__Aim__:
Could you pull every line out of the records below and reproduce each one verbatim?

__Supplied data__:
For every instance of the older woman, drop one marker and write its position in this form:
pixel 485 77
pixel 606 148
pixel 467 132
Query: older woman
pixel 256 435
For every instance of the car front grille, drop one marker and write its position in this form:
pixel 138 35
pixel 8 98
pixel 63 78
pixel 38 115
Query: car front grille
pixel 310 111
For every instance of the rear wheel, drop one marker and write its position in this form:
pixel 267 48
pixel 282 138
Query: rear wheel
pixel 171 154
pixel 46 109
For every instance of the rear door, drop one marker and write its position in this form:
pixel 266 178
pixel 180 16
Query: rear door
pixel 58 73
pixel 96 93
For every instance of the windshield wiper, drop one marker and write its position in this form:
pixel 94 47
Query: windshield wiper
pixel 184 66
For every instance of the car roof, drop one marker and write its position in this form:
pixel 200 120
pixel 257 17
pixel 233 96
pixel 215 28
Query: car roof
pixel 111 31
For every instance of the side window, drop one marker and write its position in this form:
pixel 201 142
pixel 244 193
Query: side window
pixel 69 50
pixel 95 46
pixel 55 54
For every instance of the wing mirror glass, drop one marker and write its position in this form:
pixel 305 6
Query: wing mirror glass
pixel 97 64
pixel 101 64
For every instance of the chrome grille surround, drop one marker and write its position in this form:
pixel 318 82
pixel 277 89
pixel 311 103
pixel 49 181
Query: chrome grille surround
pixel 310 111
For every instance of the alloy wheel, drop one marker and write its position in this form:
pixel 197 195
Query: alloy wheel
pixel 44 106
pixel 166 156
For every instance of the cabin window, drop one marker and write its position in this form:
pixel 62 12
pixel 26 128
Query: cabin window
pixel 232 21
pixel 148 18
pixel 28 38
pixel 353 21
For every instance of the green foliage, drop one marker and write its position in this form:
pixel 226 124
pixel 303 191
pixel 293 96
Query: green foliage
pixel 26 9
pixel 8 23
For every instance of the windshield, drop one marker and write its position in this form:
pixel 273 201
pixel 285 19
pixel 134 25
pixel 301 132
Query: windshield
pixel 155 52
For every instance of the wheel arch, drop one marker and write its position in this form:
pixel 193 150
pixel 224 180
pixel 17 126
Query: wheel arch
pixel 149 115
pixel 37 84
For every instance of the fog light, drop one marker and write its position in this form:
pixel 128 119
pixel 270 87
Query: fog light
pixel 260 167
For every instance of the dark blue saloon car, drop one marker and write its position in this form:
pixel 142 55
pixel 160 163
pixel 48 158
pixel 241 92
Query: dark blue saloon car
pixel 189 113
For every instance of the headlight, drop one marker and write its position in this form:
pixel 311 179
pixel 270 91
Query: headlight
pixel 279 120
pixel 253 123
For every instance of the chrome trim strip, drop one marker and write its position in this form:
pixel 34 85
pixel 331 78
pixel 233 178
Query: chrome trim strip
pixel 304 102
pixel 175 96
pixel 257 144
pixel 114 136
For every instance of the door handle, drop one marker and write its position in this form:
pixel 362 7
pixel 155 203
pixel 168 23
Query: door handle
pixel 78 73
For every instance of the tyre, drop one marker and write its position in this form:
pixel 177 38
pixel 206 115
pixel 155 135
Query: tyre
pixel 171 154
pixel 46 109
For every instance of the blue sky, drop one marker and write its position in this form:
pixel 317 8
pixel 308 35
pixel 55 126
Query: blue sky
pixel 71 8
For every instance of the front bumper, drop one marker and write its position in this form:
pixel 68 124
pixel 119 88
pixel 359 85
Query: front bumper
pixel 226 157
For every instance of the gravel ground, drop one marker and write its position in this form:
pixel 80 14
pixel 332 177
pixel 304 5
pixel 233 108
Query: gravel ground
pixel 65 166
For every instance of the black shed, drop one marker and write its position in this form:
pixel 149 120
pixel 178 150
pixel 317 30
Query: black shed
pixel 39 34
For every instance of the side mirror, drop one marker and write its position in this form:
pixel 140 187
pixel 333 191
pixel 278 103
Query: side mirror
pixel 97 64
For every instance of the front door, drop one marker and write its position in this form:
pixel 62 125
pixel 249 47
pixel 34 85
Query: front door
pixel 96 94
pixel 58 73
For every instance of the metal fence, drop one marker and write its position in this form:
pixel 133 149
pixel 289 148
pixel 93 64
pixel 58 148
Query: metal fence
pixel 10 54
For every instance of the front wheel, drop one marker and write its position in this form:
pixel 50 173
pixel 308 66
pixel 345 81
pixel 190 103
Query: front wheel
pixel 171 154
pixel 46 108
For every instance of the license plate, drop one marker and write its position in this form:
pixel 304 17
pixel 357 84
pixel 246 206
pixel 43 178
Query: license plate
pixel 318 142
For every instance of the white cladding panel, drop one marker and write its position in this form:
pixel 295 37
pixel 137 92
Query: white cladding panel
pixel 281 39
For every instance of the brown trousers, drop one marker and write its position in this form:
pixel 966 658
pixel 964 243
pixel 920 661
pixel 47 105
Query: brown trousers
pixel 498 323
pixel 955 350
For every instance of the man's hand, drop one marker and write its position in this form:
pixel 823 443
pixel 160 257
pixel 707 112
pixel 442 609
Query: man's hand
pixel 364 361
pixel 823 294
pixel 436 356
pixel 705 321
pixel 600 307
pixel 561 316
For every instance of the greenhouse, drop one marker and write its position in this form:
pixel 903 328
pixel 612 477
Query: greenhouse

__Written answer__:
For every instance of the older woman, drop one marker and write its position in this form:
pixel 485 77
pixel 606 148
pixel 467 132
Query: older woman
pixel 256 435
For every instance of the car front grille, drop one marker and write its position in this form:
pixel 138 35
pixel 8 98
pixel 63 78
pixel 38 115
Query: car front grille
pixel 310 111
For every instance of the rear wheel, drop one marker and write its position in this form:
pixel 267 48
pixel 282 138
Query: rear wheel
pixel 171 154
pixel 46 109
For every instance of the rear door, drop one marker and write its position in this form:
pixel 266 178
pixel 180 16
Query: rear door
pixel 58 73
pixel 96 93
For every instance of the windshield wiper, drop one marker and write its position in this form:
pixel 94 47
Query: windshield wiper
pixel 184 66
For every instance of the car roof, drop one marker and write its position in this form:
pixel 200 120
pixel 257 17
pixel 233 96
pixel 215 28
Query: car roof
pixel 111 31
For every instance of the side window, drop one marker and write its position in this form:
pixel 201 142
pixel 244 193
Query: side window
pixel 69 50
pixel 95 46
pixel 55 54
For every instance of the wing mirror glass, drop one marker and write its position in this form:
pixel 305 6
Query: wing mirror glass
pixel 97 64
pixel 101 64
For every instance of the chrome grille surround, drop one marker and write its position in this form:
pixel 318 82
pixel 277 89
pixel 311 103
pixel 49 181
Query: chrome grille surround
pixel 310 111
For every instance of the alloy wheel, drop one marker and write its position in this form:
pixel 197 195
Query: alloy wheel
pixel 44 106
pixel 166 156
For every instance of the cabin window, drop one marker and write its position in this form:
pixel 62 12
pixel 26 128
Query: cabin window
pixel 232 21
pixel 148 18
pixel 28 38
pixel 353 21
For every instance of the green foliage, drop one marker and write its position in this form:
pixel 226 124
pixel 303 191
pixel 293 96
Query: green foliage
pixel 26 9
pixel 8 23
For every instance of the windshield, drop one marker and write its position in this form:
pixel 273 201
pixel 285 19
pixel 134 25
pixel 301 132
Query: windshield
pixel 155 52
For every instance of the wheel arch, drop one marker and write its position in this form:
pixel 193 150
pixel 224 180
pixel 17 126
Query: wheel arch
pixel 149 115
pixel 37 84
For every instance of the fog light, drop one marker and write its position in this form:
pixel 128 119
pixel 270 87
Query: fog light
pixel 260 167
For every instance of the dark blue saloon car, drop one marker and write its position in this form:
pixel 142 55
pixel 160 163
pixel 48 158
pixel 241 92
Query: dark blue saloon car
pixel 189 113
For every instance of the headlight, drop one marker and write its position in this form:
pixel 311 179
pixel 270 91
Query: headlight
pixel 279 120
pixel 253 123
For every instance of the chrome trim strip, drop one marker and write its position in this form:
pixel 34 85
pixel 331 78
pixel 233 178
Query: chrome trim strip
pixel 304 102
pixel 175 96
pixel 257 144
pixel 114 136
For every instance of the door handle, drop one marker and write its position in this form:
pixel 362 7
pixel 155 203
pixel 168 23
Query: door handle
pixel 78 73
For every instance of the tyre, drop one marker and write its position in this form:
pixel 177 38
pixel 206 115
pixel 155 135
Query: tyre
pixel 171 154
pixel 46 109
For every instance of the blue sky, drop one marker and write its position in this form:
pixel 317 8
pixel 308 35
pixel 55 126
Query: blue sky
pixel 71 8
For every instance of the front bumper, drop one marker and write its position in this form:
pixel 68 124
pixel 119 88
pixel 359 85
Query: front bumper
pixel 226 157
For every instance of the gravel ground, drop one marker and write its position in this form:
pixel 80 14
pixel 332 177
pixel 304 5
pixel 233 108
Query: gravel ground
pixel 65 166
For every instance of the black shed, drop one marker and write its position in this form:
pixel 149 120
pixel 178 150
pixel 317 30
Query: black shed
pixel 39 34
For every instance of the side mirror, drop one marker and write its position in this form:
pixel 140 187
pixel 333 191
pixel 278 103
Query: side mirror
pixel 97 64
For every instance of the front door, drop one marker and write its position in this form:
pixel 62 125
pixel 249 47
pixel 34 85
Query: front door
pixel 96 94
pixel 58 73
For every instance of the metal fence, drop one marker and write its position in this form:
pixel 133 149
pixel 289 148
pixel 93 64
pixel 58 148
Query: metal fence
pixel 10 54
For every instance of the front wheel, drop one marker and write its position in this form:
pixel 50 173
pixel 308 66
pixel 345 81
pixel 190 103
Query: front wheel
pixel 171 154
pixel 46 108
For every instance of the license plate, drop one marker and write its position in this form:
pixel 304 17
pixel 357 84
pixel 246 206
pixel 43 178
Query: license plate
pixel 318 142
For every instance of the white cladding panel, drop one marker and write its position in this form:
pixel 295 37
pixel 137 92
Query: white cladding panel
pixel 281 39
For every instance of the brown trousers, drop one marker and write its position in this form:
pixel 966 658
pixel 964 243
pixel 920 661
pixel 47 105
Query: brown trousers
pixel 498 323
pixel 955 350
For every instance of the man's hand, drop one marker and write its position in this form:
pixel 823 443
pixel 160 257
pixel 707 112
pixel 442 609
Query: man's hand
pixel 364 361
pixel 823 294
pixel 436 356
pixel 705 321
pixel 600 307
pixel 561 316
For every instance of the greenhouse, drop one marker and write its position in this form:
pixel 903 328
pixel 612 477
Query: greenhouse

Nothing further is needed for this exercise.